#### TASK REQUIREMENTS:
a. List every year mentioned in the passage about Maffei below.
b. According to the passage about Maffei below, what was the name of the first steamer Maffei supplied for boat services on Lake Starnberg?
c. Proceed with the passage about Maffei below, picking up after its final sentence.

#### DOCUMENT SECTION:
================================

In 1836 Maffei founded the locomotive firm of J. A. Maffei in the English Garden in Munich. His desire was to make Bavaria competitive in the field of industrial engines. From small beginnings, a locomotive factory of world renown arose. Maffei, amongst others, also championed the construction of the railway line from Munich to Augsburg and supported Johann Ulrich Himbsel in building the private railway from Munich to Starnberg. In 1864 the 500th locomotive was delivered.

==Other achievements==
In 1851 Maffei supplied the first steamer, the Maximilian, for boat services on Lake Starnberg. By 1926 there were 44 steamships.

Maffei was also a city councillor (Magistratsrat) in Munich and busied himself e.g. with the construction of the famous hotel, the Bayerischer Hof.

==Death==
Maffei died in Munich.

================================

#### RECORDS PROVIDED:

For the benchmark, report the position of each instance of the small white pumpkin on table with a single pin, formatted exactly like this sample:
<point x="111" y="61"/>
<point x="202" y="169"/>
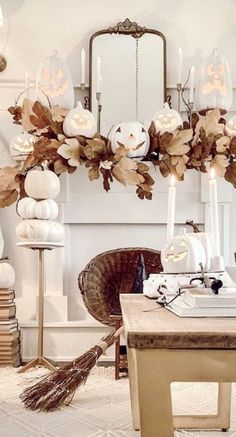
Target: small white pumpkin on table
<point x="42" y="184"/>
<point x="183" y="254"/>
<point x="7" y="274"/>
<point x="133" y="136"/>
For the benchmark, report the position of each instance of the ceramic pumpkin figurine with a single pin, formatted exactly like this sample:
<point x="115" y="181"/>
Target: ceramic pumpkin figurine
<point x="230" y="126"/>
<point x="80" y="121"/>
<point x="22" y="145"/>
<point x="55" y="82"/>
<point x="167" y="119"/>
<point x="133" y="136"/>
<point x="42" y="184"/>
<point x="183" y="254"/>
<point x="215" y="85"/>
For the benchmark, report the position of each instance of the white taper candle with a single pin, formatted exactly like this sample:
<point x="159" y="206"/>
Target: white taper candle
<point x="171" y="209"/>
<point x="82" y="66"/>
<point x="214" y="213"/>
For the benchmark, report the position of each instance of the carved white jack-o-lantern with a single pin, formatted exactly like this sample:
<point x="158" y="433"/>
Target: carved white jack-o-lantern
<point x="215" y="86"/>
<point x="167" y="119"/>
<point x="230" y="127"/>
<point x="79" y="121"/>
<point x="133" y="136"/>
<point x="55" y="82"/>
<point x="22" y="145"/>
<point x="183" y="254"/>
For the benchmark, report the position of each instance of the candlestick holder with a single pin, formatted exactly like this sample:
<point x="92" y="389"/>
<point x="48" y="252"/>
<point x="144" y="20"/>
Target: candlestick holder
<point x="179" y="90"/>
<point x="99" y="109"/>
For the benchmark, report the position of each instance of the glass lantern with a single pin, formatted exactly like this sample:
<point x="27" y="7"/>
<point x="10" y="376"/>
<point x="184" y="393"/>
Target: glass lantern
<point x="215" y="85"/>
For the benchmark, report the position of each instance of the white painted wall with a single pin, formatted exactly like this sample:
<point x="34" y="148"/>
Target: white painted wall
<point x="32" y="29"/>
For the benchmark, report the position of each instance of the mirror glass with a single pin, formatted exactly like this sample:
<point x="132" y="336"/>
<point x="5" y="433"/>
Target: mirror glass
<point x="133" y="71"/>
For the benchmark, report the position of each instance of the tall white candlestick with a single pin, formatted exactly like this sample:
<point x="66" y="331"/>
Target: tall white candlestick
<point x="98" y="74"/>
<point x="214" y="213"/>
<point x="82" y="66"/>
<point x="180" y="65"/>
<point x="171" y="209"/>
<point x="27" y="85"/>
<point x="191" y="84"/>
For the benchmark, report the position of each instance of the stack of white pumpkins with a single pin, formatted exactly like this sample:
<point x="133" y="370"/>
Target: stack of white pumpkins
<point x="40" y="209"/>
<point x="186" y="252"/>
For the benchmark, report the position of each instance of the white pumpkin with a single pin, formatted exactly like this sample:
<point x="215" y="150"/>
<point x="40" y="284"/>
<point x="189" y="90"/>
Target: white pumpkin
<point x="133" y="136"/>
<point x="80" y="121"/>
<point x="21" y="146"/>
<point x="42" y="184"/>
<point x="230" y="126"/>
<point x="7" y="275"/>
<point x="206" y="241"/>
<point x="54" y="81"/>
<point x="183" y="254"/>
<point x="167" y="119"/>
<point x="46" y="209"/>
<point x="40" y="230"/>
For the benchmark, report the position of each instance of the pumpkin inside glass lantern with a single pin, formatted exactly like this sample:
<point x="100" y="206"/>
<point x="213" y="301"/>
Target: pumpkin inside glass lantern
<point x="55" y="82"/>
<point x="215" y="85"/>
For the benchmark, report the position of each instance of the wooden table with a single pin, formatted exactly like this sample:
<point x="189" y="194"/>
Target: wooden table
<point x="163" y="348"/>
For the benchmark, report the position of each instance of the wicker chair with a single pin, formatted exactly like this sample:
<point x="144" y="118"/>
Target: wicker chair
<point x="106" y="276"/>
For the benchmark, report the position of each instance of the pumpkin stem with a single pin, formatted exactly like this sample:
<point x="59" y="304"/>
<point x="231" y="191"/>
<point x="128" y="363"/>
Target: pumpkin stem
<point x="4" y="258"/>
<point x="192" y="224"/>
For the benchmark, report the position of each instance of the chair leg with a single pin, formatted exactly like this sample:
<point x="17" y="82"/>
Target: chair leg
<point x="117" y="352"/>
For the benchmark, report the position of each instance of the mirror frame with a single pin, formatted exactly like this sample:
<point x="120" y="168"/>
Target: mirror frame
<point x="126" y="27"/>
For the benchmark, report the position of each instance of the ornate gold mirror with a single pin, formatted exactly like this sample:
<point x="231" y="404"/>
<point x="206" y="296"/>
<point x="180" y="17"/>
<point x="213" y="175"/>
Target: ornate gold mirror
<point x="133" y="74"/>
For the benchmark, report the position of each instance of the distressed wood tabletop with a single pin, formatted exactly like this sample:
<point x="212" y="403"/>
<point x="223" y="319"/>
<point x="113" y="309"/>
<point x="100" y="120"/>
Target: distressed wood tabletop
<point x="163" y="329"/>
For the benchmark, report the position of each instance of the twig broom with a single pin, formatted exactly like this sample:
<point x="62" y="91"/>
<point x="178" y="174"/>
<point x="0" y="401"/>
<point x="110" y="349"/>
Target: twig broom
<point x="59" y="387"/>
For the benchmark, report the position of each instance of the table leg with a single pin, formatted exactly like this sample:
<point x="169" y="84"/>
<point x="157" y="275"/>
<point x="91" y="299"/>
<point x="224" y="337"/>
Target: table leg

================================

#### ANSWERS TO THE EXERCISE:
a. 1836, 1864, 1851, 1926

b. The Maximilian.

c.
==Maffei's legacy==
Joseph Anton Ritter von Maffei died on 1 September 1870. His grave may still be found today at the Old Southern Cemetery (Alter Südfriedhof) in Munich.

The locomotive works he founded survived him by some 60 years, but in 1930 J. A. Maffei went bankrupt and was amalgamated with the firm of Krauss in 1930 to form Krauss-Maffei.

Today, Villa Maffei in Feldafing (on Lake Starnberg) houses a museum and exhibitions.

==Origin of the Maffei family==
The surname von Maffei or Maffei is a patronymic name derived from the personal name Matthäus (German). In ancient times the Maffei family settled in Verona from Germany.